Written problem →
Tally the lines in the entries below that contain the string "sleeve". Reply with that number alone.

Data lines →

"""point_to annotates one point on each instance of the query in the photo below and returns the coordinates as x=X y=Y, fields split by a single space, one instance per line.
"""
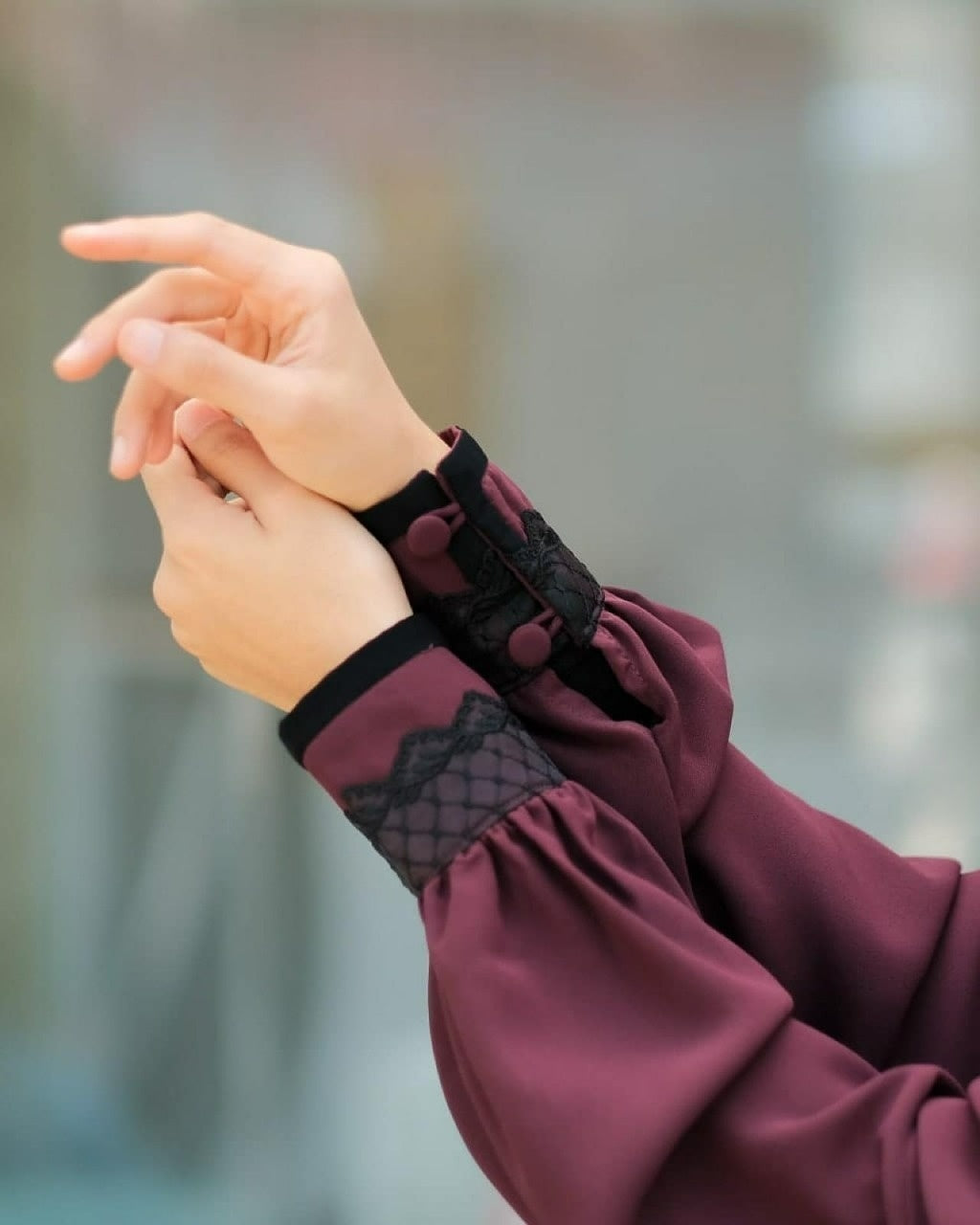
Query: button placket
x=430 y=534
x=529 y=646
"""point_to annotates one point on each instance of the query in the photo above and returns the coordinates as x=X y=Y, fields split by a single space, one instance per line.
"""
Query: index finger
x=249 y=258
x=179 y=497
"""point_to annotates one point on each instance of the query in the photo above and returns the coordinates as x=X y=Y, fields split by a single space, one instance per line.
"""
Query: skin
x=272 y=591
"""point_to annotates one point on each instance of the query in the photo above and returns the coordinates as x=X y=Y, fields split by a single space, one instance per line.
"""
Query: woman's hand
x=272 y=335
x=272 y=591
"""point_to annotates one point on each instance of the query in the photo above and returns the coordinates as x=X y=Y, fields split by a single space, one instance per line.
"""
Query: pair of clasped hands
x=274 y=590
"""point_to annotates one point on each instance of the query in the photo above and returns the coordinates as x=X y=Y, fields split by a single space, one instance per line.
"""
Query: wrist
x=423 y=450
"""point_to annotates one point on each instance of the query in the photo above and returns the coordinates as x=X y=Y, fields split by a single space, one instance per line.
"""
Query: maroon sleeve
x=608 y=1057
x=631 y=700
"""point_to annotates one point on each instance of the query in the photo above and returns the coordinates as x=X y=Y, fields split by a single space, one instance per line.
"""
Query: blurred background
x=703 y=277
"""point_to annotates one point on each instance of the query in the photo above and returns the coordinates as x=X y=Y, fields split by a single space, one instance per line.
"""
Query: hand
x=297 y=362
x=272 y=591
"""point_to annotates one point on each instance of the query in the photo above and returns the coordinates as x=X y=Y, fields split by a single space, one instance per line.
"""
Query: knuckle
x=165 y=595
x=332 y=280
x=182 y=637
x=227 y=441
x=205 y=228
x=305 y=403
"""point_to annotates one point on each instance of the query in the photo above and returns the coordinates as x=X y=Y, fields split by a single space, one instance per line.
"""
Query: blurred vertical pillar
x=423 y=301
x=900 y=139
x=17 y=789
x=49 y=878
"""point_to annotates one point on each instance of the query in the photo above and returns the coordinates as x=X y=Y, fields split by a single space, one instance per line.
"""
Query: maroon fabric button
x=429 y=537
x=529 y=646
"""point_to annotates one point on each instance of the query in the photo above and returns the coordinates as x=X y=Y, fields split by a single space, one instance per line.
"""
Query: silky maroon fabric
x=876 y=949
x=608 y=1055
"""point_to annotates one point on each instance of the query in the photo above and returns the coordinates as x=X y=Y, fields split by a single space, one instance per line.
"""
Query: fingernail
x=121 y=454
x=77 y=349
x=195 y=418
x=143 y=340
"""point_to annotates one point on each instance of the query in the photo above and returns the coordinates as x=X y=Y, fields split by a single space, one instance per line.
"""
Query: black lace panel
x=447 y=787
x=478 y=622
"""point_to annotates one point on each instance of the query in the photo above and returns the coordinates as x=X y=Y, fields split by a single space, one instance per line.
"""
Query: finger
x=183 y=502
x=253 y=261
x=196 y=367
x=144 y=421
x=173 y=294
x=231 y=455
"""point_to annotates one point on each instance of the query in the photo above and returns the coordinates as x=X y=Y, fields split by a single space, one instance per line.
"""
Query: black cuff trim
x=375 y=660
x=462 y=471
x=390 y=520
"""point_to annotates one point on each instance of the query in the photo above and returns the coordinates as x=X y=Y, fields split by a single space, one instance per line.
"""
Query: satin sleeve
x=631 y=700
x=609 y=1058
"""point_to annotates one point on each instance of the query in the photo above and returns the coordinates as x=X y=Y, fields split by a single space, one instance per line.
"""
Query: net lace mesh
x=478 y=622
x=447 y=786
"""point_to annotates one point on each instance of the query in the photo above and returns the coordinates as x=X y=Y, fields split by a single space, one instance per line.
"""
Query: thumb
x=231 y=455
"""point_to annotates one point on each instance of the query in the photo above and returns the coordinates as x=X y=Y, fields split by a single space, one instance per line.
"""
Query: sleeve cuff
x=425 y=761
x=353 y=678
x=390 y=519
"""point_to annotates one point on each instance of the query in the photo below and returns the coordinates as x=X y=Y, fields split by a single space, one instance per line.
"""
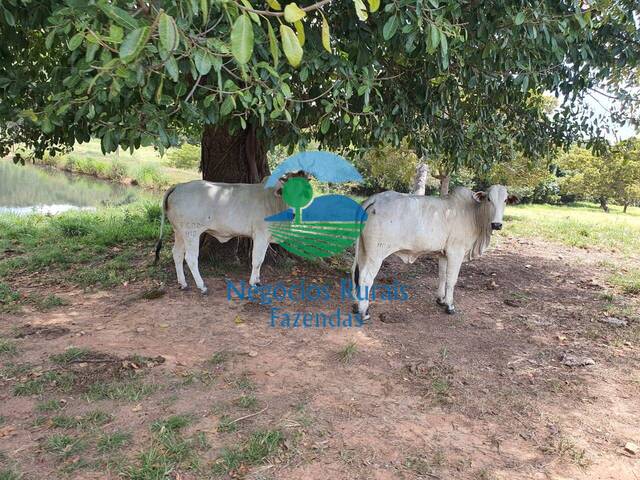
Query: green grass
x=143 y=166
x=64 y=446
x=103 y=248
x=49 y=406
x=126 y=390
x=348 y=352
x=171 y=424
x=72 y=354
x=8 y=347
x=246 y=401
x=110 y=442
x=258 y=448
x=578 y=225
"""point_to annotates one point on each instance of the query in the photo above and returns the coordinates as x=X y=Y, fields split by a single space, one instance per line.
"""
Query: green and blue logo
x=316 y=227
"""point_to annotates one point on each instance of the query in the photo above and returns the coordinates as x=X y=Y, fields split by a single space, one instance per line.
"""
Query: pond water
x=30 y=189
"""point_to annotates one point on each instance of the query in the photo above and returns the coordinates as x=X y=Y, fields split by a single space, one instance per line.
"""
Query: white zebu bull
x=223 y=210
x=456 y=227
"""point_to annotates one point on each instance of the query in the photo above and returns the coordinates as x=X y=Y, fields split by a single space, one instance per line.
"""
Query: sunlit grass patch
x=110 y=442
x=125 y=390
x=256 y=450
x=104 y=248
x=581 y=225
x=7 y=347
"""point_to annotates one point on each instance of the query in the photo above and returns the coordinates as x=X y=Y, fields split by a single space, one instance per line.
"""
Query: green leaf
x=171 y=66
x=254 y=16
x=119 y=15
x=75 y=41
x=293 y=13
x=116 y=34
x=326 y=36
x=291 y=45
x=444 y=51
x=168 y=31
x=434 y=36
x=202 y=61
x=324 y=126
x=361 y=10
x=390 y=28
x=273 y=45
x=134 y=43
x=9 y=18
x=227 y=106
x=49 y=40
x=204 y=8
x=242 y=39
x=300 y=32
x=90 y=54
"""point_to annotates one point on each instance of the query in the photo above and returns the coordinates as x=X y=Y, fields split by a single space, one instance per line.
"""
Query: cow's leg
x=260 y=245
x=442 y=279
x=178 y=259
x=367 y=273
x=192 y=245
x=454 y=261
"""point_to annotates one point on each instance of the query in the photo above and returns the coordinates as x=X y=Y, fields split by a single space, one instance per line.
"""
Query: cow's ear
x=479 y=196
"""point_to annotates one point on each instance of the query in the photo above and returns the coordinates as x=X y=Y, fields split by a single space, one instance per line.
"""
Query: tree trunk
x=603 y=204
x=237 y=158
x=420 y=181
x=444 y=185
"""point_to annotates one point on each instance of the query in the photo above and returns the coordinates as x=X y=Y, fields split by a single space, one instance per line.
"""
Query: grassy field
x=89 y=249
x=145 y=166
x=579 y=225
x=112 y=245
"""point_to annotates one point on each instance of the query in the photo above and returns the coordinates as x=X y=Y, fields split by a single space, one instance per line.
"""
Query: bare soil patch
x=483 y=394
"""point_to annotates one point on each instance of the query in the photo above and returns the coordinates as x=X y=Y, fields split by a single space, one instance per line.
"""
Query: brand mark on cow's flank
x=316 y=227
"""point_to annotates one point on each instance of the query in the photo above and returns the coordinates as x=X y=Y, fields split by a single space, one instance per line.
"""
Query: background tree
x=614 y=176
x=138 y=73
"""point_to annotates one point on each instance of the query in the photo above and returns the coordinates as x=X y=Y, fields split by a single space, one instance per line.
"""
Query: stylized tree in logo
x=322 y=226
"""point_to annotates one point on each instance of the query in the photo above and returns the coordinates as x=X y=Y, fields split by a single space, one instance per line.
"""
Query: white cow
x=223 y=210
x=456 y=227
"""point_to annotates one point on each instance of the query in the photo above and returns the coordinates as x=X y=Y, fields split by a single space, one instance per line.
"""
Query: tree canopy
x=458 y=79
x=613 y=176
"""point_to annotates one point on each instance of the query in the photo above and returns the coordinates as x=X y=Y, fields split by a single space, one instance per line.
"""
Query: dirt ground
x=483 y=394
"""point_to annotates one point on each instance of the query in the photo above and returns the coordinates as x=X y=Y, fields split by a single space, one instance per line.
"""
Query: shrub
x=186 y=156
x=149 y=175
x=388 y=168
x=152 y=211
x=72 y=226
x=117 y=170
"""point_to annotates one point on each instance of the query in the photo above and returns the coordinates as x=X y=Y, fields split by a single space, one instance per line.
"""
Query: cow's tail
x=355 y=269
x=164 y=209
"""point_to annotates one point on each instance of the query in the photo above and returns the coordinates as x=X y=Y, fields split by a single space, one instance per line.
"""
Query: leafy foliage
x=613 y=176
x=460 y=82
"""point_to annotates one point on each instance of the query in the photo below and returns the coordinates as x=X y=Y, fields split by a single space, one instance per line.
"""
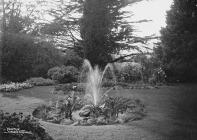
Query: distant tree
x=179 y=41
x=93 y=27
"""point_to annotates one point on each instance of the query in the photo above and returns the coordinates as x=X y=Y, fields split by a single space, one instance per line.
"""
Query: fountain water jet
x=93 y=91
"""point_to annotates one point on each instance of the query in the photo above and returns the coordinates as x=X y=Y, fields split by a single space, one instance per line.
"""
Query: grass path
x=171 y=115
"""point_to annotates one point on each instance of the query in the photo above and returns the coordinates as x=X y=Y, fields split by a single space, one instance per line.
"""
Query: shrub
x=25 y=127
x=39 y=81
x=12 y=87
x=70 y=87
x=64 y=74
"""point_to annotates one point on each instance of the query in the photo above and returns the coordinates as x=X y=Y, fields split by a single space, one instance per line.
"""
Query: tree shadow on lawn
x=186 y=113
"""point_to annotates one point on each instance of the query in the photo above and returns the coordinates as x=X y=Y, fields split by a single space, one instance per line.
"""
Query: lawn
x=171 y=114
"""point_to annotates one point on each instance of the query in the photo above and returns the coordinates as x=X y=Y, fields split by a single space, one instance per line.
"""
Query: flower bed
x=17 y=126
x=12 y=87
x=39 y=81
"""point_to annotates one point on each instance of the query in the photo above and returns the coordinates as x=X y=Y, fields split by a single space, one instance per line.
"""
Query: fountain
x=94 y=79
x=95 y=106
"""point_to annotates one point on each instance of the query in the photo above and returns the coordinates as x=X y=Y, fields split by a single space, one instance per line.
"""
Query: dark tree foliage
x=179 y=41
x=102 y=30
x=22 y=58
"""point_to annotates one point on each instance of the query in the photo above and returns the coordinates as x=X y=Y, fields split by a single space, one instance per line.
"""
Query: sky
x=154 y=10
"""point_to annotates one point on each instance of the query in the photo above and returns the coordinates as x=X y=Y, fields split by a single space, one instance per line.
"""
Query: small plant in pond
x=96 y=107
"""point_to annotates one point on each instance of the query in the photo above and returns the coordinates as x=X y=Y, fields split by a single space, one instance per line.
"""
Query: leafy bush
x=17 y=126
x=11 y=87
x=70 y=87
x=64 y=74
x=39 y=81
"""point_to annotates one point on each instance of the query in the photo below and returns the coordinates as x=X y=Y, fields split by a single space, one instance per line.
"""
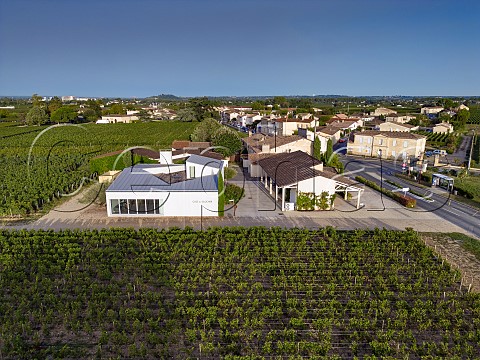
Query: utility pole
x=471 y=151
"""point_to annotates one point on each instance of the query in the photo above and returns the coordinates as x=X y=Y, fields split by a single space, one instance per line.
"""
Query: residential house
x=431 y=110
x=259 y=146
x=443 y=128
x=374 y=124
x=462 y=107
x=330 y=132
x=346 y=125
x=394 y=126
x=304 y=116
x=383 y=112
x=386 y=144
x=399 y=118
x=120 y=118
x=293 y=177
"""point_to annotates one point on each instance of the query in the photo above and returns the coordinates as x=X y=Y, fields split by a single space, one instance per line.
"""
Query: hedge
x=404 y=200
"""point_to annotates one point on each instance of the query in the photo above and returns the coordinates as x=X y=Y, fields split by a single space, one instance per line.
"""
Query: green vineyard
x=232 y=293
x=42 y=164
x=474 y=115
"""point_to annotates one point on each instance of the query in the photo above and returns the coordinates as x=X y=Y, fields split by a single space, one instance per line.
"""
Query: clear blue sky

Solution for this task →
3